I have a few basic questions about more memory management related to data alignment. I'm focusing on 64-bit architecture by the way, if that matters.

  1. Say I reserve a big pool for my app. How do I properly set the size? I heard it's 1024 with the power of 2 or 3, then multiply from that? If true, why. If not, why.
  2. How do I properly align data in 64-bit architecture? Is it by size? For example, size of int8 on any address, size of int64 on 8-byte aligned base address, and size of more than that on 16-byte aligned address?
  3. Does malloc return an aligned address? If yes by how many bytes (or depends on architecture)?  Or I shouldn't assume at all and always have to align it first manually?

If there's anything else that may be related to these I should know, please let me know.

Thanks.

Typically malloc returns memory aligned to (at least) the most restrictive type on a given architecture.  You really don't have to worry about it unless you are doing something special. For instance it might return 4 byte aligned memory on a 32 bit machine and 8 byte aligned memory on a 64 bit machine. Since malloc has no idea what you are going to do with the memory, it has to do this.  If I remember correctly intel CPUs don't specifically require alignment but there used to be a performance penalty if your data wasn't aligned correctly. If you did this on some RISC processors however you would get the dreaded "bus error" and your program would crash, so in general it's best to make sure everything is aligned, but again unless you are doing something odd, it shouldn't be a problem.

Data section
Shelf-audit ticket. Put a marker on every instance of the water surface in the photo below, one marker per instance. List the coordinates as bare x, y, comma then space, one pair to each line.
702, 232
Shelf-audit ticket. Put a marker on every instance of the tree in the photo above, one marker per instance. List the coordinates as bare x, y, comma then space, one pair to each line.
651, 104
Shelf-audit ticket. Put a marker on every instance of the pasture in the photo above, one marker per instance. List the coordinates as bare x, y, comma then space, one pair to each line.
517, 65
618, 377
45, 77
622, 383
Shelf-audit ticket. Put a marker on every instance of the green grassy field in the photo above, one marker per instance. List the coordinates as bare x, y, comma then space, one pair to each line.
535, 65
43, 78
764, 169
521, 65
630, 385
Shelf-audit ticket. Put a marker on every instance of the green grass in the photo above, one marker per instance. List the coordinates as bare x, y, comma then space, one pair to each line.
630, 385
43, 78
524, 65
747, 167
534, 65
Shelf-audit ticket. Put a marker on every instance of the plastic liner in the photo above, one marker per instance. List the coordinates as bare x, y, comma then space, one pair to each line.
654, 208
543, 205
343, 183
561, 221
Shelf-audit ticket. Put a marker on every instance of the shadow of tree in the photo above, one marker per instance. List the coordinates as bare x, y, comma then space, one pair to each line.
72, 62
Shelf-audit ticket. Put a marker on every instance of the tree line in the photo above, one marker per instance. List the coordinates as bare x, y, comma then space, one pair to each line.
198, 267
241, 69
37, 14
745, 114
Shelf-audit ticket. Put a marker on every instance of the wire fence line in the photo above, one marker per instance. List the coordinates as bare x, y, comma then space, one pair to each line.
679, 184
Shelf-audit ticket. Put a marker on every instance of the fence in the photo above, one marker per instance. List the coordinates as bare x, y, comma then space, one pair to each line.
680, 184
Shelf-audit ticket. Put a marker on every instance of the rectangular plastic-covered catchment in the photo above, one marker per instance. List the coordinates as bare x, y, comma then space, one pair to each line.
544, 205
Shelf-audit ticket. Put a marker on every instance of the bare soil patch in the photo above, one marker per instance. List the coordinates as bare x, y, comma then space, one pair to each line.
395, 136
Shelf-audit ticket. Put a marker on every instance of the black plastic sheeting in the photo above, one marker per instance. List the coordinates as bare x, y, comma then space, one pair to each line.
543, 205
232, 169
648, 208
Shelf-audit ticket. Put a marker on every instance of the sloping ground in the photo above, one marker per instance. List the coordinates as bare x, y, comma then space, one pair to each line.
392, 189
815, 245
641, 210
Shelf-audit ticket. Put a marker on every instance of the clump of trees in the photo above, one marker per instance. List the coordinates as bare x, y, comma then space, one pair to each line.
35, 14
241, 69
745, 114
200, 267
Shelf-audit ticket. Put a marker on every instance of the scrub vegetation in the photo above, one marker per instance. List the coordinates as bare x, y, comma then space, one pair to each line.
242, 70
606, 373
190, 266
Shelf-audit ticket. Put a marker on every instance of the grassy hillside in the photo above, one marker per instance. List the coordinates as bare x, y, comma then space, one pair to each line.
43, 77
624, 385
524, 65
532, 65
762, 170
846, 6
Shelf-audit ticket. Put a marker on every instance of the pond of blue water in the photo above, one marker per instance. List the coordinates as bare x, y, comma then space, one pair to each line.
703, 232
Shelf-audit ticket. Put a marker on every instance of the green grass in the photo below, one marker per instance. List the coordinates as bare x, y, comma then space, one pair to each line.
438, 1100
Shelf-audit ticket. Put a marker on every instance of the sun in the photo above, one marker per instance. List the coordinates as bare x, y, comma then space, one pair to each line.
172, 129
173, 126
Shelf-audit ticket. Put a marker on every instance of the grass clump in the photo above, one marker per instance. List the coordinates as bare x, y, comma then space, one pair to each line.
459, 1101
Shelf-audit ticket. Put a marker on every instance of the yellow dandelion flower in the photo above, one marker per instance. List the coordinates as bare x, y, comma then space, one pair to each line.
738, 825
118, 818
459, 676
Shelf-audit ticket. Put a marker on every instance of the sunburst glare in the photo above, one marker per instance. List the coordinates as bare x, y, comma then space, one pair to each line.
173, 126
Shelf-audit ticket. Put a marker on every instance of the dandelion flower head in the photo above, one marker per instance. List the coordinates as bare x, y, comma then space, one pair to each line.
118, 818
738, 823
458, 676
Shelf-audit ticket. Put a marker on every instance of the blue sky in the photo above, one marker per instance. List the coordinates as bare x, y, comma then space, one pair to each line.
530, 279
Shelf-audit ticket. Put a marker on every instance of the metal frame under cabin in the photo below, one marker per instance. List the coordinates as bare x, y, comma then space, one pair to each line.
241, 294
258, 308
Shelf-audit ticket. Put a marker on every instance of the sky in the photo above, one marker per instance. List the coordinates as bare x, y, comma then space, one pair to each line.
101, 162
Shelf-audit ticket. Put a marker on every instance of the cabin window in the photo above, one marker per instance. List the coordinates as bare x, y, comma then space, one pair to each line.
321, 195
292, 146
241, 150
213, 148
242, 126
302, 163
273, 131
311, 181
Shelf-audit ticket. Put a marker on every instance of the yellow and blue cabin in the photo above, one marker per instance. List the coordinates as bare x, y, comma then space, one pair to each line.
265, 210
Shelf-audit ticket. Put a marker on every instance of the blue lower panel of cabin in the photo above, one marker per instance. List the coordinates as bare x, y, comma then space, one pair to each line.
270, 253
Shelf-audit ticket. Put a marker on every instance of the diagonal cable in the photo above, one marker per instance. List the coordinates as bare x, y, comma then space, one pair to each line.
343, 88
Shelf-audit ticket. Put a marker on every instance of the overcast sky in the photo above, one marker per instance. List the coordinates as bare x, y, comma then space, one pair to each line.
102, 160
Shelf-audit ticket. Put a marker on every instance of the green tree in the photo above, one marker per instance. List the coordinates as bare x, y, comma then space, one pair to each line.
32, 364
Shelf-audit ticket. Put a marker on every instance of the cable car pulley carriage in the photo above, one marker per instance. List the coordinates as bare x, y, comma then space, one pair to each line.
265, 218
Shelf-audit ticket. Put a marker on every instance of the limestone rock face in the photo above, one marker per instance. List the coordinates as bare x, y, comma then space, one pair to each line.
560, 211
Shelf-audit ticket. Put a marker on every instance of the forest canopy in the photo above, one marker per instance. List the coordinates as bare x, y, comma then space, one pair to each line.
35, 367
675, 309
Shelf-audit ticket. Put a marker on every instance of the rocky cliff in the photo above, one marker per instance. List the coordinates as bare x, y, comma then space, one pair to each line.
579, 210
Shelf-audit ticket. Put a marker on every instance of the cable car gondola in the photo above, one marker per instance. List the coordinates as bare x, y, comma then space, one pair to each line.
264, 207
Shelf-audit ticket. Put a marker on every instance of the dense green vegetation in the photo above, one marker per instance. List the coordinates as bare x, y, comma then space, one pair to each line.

Exercise task A
Write out the passage in the memory alignment discussion above from "2. How do I" to "it first manually?".
Exercise task B
In the memory alignment discussion, what happens on some RISC processors when data is not aligned correctly?

Written answer A
2. How do I properly align data in 64-bit architecture? Is it by size? For example, size of int8 on any address, size of int64 on 8-byte aligned base address, and size of more than that on 16-byte aligned address?
  3. Does malloc return an aligned address? If yes by how many bytes (or depends on architecture)?  Or I shouldn't assume at all and always have to align it first manually?

Written answer B
You get the dreaded "bus error" and the program crashes.